### EXERCISE
Return these records verbatim, beginning at the line that contains "brown crust on" and stopping after the last line of the records.

### DATA RECORDS
++++++
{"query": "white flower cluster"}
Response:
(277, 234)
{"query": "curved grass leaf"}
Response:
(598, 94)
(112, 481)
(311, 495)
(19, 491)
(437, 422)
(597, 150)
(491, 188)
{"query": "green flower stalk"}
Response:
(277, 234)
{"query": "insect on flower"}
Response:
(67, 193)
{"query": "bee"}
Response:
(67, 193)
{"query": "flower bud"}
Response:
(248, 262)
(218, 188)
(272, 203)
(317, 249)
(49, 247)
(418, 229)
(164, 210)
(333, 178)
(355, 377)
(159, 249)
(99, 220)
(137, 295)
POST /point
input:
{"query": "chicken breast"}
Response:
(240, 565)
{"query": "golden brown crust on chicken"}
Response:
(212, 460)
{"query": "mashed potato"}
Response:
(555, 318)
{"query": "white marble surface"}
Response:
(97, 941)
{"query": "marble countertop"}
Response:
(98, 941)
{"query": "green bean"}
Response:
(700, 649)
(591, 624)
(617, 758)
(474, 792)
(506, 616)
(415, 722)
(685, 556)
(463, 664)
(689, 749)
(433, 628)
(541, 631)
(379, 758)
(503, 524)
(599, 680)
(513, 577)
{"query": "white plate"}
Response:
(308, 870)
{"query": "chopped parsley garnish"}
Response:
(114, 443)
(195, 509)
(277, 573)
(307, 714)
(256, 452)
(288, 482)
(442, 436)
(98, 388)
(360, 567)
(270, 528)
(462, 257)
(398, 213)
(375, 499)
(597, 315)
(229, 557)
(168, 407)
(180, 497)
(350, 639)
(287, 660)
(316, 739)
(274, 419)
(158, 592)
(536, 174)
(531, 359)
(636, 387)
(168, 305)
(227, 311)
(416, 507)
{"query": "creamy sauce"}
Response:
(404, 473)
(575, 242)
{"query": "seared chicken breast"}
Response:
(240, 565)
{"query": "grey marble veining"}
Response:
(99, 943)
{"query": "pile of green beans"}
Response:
++++++
### ANSWER TO THIS TASK
{"query": "golden brown crust on chicken"}
Response:
(212, 460)
{"query": "mashed potato"}
Response:
(555, 318)
{"query": "white marble surface"}
Response:
(97, 941)
{"query": "marble countertop"}
Response:
(98, 941)
{"query": "green bean"}
Response:
(700, 649)
(591, 624)
(617, 758)
(474, 792)
(506, 616)
(415, 722)
(685, 556)
(463, 664)
(689, 749)
(433, 628)
(541, 631)
(379, 758)
(503, 524)
(599, 680)
(513, 577)
{"query": "white plate"}
Response:
(308, 870)
{"query": "chopped parsley garnish"}
Response:
(114, 443)
(195, 509)
(277, 573)
(307, 714)
(256, 452)
(288, 482)
(442, 436)
(98, 388)
(360, 567)
(270, 528)
(462, 257)
(398, 213)
(375, 499)
(597, 315)
(229, 557)
(168, 407)
(180, 497)
(350, 639)
(287, 660)
(316, 739)
(274, 419)
(158, 592)
(536, 174)
(531, 359)
(636, 387)
(168, 305)
(227, 311)
(416, 507)
{"query": "creamy sauce"}
Response:
(404, 473)
(575, 242)
{"query": "seared chicken breast"}
Response:
(240, 565)
{"query": "grey marble veining"}
Response:
(99, 943)
{"query": "pile of green beans"}
Response:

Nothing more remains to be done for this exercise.